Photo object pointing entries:
_ _ _ _

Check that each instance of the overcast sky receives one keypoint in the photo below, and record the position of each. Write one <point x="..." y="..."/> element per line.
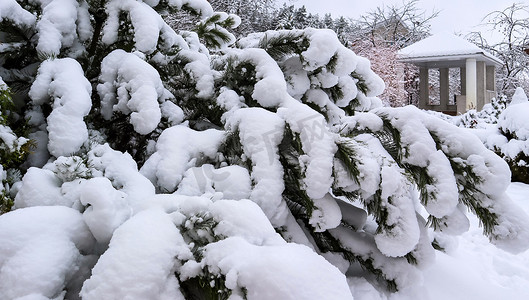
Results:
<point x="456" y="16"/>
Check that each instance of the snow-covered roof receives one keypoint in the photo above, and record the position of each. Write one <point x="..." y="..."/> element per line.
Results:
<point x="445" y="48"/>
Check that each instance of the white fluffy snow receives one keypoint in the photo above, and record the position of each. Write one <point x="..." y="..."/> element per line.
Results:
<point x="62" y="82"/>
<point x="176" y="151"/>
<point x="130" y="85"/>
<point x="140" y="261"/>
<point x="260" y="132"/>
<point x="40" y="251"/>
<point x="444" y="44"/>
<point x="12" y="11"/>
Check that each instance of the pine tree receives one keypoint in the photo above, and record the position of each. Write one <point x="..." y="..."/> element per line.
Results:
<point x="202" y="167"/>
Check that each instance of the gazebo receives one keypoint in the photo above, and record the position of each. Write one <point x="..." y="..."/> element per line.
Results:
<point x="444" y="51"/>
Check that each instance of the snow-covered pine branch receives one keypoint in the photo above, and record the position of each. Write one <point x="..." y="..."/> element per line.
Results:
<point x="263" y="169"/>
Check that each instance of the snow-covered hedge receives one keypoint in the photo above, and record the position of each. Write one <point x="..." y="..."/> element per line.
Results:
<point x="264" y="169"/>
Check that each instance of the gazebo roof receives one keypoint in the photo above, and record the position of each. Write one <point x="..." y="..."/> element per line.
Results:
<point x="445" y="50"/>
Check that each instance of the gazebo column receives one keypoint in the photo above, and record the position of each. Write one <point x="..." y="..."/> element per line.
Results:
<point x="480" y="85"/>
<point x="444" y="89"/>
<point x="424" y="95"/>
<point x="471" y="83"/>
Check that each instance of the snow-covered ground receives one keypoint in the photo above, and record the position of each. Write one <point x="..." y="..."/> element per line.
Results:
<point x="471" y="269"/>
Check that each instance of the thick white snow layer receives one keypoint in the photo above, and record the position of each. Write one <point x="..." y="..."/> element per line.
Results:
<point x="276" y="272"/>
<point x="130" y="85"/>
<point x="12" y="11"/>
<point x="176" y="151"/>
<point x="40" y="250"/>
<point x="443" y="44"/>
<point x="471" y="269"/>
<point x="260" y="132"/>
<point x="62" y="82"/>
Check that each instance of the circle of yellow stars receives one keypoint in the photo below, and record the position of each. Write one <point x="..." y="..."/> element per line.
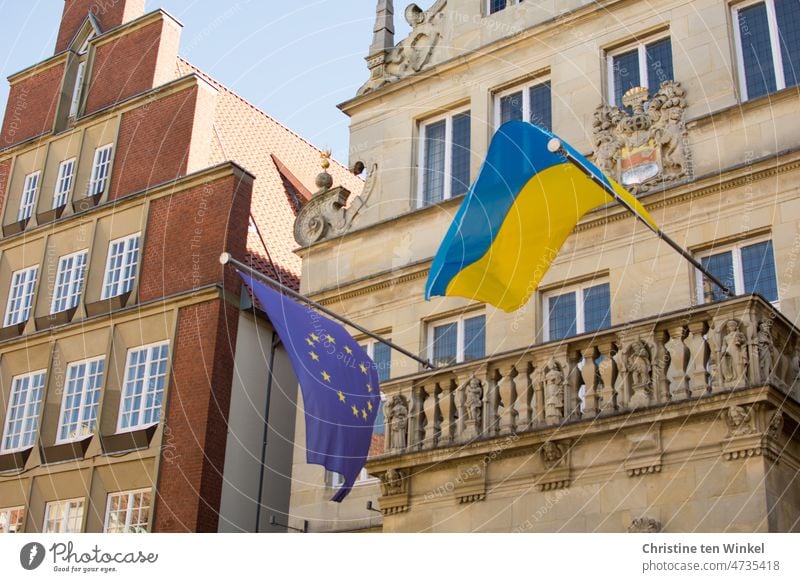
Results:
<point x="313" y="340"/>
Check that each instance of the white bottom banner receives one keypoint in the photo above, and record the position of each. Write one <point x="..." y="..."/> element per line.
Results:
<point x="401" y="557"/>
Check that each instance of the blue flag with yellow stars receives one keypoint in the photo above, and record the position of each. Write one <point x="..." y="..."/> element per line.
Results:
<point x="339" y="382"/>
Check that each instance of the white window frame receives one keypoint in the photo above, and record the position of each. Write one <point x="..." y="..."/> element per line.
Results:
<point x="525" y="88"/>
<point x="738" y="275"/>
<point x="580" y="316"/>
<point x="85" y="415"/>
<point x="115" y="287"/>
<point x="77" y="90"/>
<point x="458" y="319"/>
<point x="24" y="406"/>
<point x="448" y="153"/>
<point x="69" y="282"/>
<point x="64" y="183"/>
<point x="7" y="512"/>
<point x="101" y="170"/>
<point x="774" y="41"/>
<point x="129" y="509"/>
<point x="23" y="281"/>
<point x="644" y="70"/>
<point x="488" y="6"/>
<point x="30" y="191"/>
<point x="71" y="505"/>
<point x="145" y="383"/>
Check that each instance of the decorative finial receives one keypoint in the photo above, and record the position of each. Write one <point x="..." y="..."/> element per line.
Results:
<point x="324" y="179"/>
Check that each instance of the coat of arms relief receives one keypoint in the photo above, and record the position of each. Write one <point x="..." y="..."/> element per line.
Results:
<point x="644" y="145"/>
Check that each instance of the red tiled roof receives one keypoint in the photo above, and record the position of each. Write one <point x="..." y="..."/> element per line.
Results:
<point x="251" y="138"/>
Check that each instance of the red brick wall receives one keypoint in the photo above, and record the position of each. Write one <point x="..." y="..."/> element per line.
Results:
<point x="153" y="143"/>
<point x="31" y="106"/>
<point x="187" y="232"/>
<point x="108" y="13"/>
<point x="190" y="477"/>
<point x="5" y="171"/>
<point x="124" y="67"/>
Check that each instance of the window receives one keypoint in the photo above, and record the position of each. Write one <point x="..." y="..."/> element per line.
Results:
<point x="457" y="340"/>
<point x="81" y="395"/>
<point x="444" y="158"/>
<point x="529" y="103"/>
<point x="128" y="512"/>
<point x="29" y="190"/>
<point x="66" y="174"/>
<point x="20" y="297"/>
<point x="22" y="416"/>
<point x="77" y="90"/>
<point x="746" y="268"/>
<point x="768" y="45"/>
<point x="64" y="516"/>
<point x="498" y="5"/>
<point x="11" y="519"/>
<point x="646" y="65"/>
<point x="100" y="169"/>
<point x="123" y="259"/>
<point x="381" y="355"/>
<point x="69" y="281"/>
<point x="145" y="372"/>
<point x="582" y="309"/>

_ _ _ _

◆ **Exercise prompt**
Rewrite the entries from the line containing "Check that each instance of the red tiled" through the end of the entries, keeping every line including the requests, but scale each x and y coordinate in the answers by 1.6 and round it to a whole number, with halves rounded up. Leave all other numbers unchanged.

◆ **Solution**
Check that each instance of the red tiled roof receives one keypoint in the photo above, and record the position of each. Write one <point x="..." y="..."/> element per line.
Results:
<point x="402" y="221"/>
Check that each instance of the red brick wall receives one keypoint in the photo above, and record the position of each. Write one <point x="..." y="..."/> element per line.
Results:
<point x="245" y="229"/>
<point x="50" y="170"/>
<point x="299" y="371"/>
<point x="173" y="21"/>
<point x="304" y="763"/>
<point x="8" y="274"/>
<point x="198" y="107"/>
Check that each instance of the window receives one keypoint in the photo above, and record the position of each. Write one <point x="..." y="..."/> element per line.
Results:
<point x="731" y="544"/>
<point x="130" y="632"/>
<point x="710" y="253"/>
<point x="846" y="165"/>
<point x="205" y="819"/>
<point x="46" y="304"/>
<point x="106" y="278"/>
<point x="32" y="475"/>
<point x="35" y="666"/>
<point x="123" y="144"/>
<point x="1194" y="429"/>
<point x="1229" y="72"/>
<point x="102" y="826"/>
<point x="797" y="8"/>
<point x="18" y="830"/>
<point x="1034" y="104"/>
<point x="160" y="270"/>
<point x="197" y="414"/>
<point x="610" y="568"/>
<point x="110" y="450"/>
<point x="232" y="595"/>
<point x="931" y="494"/>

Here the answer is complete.